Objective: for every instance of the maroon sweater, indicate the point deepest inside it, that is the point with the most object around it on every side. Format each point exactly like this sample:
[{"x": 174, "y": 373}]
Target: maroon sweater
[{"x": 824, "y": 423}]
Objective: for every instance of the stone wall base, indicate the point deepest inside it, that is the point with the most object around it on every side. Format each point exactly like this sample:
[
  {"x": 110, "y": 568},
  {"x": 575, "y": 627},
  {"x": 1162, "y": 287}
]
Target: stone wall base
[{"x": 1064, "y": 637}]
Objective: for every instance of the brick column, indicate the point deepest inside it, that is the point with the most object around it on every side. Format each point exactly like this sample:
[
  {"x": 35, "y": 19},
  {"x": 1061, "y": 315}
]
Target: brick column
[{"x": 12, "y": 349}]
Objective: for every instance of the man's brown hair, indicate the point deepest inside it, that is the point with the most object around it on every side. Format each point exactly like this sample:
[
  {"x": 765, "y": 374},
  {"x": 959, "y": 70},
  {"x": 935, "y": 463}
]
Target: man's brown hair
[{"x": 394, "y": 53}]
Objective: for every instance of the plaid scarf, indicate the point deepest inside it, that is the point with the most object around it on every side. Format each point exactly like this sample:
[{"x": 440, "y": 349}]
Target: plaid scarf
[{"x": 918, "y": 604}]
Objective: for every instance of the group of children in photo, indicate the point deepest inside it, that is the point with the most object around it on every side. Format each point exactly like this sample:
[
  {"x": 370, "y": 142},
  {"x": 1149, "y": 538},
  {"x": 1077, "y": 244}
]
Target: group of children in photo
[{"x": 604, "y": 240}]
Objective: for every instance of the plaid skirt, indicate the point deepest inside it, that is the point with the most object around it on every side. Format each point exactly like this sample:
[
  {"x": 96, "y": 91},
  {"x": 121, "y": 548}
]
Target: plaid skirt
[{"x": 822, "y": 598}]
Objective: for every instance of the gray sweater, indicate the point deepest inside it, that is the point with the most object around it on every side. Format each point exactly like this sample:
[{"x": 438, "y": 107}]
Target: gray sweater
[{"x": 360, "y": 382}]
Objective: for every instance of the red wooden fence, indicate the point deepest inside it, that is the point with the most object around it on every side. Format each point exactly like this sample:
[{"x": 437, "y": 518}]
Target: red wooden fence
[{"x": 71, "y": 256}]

=======

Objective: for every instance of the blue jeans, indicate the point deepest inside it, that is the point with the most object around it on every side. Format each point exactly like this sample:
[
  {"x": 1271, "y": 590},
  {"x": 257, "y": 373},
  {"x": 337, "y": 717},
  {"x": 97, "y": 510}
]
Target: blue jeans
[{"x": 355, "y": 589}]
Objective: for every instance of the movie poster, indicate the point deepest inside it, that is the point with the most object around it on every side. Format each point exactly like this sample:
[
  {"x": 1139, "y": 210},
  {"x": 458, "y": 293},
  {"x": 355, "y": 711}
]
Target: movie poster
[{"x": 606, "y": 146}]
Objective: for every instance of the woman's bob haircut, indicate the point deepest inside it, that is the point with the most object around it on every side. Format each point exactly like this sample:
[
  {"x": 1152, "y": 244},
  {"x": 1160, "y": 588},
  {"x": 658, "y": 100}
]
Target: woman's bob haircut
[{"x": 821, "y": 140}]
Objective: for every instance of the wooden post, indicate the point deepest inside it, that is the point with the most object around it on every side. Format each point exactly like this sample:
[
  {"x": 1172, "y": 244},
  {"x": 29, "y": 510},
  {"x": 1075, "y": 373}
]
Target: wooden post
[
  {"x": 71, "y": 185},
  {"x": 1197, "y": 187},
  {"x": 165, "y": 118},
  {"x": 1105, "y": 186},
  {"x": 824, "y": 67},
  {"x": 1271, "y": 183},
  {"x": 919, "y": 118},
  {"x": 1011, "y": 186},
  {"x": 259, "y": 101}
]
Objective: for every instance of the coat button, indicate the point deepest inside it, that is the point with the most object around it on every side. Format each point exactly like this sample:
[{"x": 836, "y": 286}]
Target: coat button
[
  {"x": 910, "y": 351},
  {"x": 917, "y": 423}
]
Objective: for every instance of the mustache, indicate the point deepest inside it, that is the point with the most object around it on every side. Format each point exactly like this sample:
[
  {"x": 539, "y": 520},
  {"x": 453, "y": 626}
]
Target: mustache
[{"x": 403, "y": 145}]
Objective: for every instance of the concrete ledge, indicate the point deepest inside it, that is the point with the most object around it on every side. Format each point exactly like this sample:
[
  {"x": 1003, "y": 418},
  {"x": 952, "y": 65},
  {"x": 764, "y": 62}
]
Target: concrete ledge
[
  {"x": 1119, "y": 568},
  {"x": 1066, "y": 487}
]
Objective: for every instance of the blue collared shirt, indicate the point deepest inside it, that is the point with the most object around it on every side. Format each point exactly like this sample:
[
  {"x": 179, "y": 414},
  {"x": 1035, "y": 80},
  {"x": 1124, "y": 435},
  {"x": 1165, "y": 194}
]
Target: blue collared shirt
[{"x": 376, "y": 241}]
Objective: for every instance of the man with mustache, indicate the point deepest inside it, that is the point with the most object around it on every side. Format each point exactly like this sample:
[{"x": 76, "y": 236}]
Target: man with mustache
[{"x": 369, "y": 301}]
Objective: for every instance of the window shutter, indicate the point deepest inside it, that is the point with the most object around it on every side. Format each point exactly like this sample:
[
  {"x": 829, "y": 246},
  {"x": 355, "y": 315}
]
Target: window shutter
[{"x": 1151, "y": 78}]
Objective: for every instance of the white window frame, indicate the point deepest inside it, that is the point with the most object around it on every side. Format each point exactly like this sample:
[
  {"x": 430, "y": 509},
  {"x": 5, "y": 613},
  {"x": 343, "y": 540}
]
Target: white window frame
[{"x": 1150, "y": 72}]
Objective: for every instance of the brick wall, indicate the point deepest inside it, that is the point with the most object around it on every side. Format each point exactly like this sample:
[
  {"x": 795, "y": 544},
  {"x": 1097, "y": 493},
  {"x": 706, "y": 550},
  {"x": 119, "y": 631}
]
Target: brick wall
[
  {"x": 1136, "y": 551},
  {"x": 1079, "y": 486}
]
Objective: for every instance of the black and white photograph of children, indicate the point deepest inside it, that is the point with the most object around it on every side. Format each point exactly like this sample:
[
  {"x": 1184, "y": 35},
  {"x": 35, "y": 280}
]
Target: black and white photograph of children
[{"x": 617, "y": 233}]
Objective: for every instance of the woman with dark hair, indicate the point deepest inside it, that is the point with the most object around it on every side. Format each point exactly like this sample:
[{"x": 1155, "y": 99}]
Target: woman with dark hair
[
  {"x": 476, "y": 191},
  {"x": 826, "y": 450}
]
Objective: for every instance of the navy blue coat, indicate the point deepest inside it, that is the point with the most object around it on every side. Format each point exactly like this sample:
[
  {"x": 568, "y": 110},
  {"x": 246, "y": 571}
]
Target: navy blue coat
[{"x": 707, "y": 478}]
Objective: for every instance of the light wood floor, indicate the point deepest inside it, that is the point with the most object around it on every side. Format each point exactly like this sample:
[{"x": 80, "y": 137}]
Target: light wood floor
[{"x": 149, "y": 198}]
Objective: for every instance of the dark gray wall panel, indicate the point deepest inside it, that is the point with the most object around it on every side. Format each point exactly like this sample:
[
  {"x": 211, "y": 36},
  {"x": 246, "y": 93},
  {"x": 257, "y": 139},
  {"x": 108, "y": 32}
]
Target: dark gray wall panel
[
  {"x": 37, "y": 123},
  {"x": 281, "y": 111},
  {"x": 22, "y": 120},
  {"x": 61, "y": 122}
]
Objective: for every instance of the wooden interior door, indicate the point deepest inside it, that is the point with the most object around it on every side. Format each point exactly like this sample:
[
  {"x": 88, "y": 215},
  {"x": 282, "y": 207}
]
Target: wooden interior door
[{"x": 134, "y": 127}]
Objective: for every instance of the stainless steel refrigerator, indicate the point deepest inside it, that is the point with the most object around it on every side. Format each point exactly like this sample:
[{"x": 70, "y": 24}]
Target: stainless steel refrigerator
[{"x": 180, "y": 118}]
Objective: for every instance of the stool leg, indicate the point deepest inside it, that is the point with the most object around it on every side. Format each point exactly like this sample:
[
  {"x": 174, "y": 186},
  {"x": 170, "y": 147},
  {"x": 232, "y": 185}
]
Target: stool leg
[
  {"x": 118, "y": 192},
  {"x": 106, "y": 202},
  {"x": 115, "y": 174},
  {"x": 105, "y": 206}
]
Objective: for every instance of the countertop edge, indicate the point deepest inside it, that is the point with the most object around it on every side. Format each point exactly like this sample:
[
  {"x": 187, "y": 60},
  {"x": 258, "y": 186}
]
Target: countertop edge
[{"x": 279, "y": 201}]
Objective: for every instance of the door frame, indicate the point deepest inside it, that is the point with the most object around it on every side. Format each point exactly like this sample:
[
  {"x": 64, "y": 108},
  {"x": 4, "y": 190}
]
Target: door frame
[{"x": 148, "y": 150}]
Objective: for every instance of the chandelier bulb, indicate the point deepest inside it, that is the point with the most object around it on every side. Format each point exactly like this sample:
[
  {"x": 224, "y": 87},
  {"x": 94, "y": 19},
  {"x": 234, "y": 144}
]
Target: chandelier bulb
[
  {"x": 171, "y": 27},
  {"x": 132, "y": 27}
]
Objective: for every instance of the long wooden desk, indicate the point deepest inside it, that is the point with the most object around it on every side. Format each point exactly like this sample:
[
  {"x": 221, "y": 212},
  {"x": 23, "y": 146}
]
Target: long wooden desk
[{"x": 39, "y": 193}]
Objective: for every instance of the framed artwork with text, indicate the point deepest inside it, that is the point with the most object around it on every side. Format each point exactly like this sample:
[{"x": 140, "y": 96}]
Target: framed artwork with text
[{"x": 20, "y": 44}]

=======

### Work instruction
Produce only the lines from the line containing "Objective: for every instance of the man's" through the line containing "Objective: for every instance of the gray", inclusive of both, exactly as they stand in the entries above.

### Result of this exercise
Objective: for every instance of the man's brown hair, indicate the point deepest inside it, that is the point with the most object around it on every side. Format each point exactly like this sample:
[
  {"x": 765, "y": 374},
  {"x": 959, "y": 70},
  {"x": 935, "y": 463}
]
Target: man's brown hair
[{"x": 394, "y": 53}]
Objective: for every instance of the plaid scarf, indicate the point deepest inside it, that is the point with the most object around it on every side. Format each point exactly like this sample:
[{"x": 440, "y": 349}]
Target: plaid scarf
[{"x": 918, "y": 604}]
Objective: for every instance of the group of children in photo, indicate the point deepest inside it, that is the point with the most object around it on every side. Format each point exactly like this sample:
[
  {"x": 370, "y": 142},
  {"x": 1149, "y": 538},
  {"x": 1077, "y": 244}
]
Target: group of children in photo
[{"x": 604, "y": 240}]
Objective: for every instance of the plaid skirt, indicate the point deepest inside it, that is the point with the most object around it on every side. Format each point exactly like this sample:
[
  {"x": 96, "y": 91},
  {"x": 121, "y": 548}
]
Target: plaid skirt
[{"x": 822, "y": 598}]
Objective: for every instance of the gray sweater, indicate the point deepest inside it, that is the point with the most object around it on every side. Format each point exactly like this sample:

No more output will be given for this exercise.